In this blog, we’ll explore ten real-world Giving Tuesday email examples from schools and nonprofits, examine what makes them effective, and share practical tips you can use to boost donor engagement this year.
Giving Tuesday is a global day of generosity that takes place annually on the Tuesday after Thanksgiving. It began in 2012 as a social movement encouraging people to do good, and has since grown into a worldwide event involving individuals, nonprofits, and educational institutions. It evolved as a response to the consumerism of Black Friday and Cyber Monday, inviting individuals and organizations to give back to causes they care about.
For schools and universities, it’s a moment to also celebrate community impact, highlight student stories, and engage alumni around shared values. Campaigns that tie giving to real outcomes, such as scholarships, research opportunities, or student welfare, tend to resonate the most.

(Stored records)
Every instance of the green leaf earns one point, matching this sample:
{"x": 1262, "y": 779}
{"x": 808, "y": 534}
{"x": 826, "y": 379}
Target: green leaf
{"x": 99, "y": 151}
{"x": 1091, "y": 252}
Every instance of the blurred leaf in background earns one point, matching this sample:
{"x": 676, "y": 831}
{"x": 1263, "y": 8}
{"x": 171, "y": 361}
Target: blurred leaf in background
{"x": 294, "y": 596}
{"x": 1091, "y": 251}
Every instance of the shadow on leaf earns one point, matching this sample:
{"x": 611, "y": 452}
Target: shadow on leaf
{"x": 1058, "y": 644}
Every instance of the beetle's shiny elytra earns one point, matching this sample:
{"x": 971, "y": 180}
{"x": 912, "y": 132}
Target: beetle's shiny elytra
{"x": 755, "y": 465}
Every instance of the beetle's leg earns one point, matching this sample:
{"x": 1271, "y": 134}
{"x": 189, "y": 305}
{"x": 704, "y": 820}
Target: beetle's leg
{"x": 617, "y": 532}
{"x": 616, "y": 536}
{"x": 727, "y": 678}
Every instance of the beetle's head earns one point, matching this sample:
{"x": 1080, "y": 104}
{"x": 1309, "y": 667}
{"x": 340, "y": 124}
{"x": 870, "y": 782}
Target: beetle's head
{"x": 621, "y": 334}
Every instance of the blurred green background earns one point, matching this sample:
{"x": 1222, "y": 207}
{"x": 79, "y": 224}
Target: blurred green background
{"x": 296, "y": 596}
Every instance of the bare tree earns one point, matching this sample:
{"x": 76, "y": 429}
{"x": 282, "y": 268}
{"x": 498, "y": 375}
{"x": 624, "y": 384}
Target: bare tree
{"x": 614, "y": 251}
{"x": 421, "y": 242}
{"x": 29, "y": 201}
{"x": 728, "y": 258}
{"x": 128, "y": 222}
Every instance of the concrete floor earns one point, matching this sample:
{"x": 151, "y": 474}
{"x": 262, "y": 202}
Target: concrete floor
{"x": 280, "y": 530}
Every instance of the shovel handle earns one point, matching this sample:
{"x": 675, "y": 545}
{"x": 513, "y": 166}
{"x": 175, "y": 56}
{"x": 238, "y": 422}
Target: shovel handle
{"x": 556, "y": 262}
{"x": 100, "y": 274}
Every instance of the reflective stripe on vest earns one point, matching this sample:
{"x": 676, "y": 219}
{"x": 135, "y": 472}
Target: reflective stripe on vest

■ OBJECTIVE 1
Extract the Giving Tuesday passage in full, word for word.
■ OBJECTIVE 2
Find each line in the records that contains the string "earns" and copy those lines.
The records are unrelated to the Giving Tuesday passage.

■ WRITTEN ANSWER 1
In this blog, we’ll explore ten real-world Giving Tuesday email examples from schools and nonprofits, examine what makes them effective, and share practical tips you can use to boost donor engagement this year.
Giving Tuesday is a global day of generosity that takes place annually on the Tuesday after Thanksgiving. It began in 2012 as a social movement encouraging people to do good, and has since grown into a worldwide event involving individuals, nonprofits, and educational institutions. It evolved as a response to the consumerism of Black Friday and Cyber Monday, inviting individuals and organizations to give back to causes they care about.
For schools and universities, it’s a moment to also celebrate community impact, highlight student stories, and engage alumni around shared values. Campaigns that tie giving to real outcomes, such as scholarships, research opportunities, or student welfare, tend to resonate the most.

■ WRITTEN ANSWER 2
Every instance of the green leaf earns one point, matching this sample:
Every instance of the blurred leaf in background earns one point, matching this sample:
Every instance of the shadow on leaf earns one point, matching this sample:
Every instance of the beetle's shiny elytra earns one point, matching this sample:
Every instance of the beetle's leg earns one point, matching this sample:
Every instance of the beetle's head earns one point, matching this sample:
Every instance of the blurred green background earns one point, matching this sample:
Every instance of the bare tree earns one point, matching this sample:
Every instance of the concrete floor earns one point, matching this sample:
Every instance of the shovel handle earns one point, matching this sample:
Every instance of the reflective stripe on vest earns one point, matching this sample:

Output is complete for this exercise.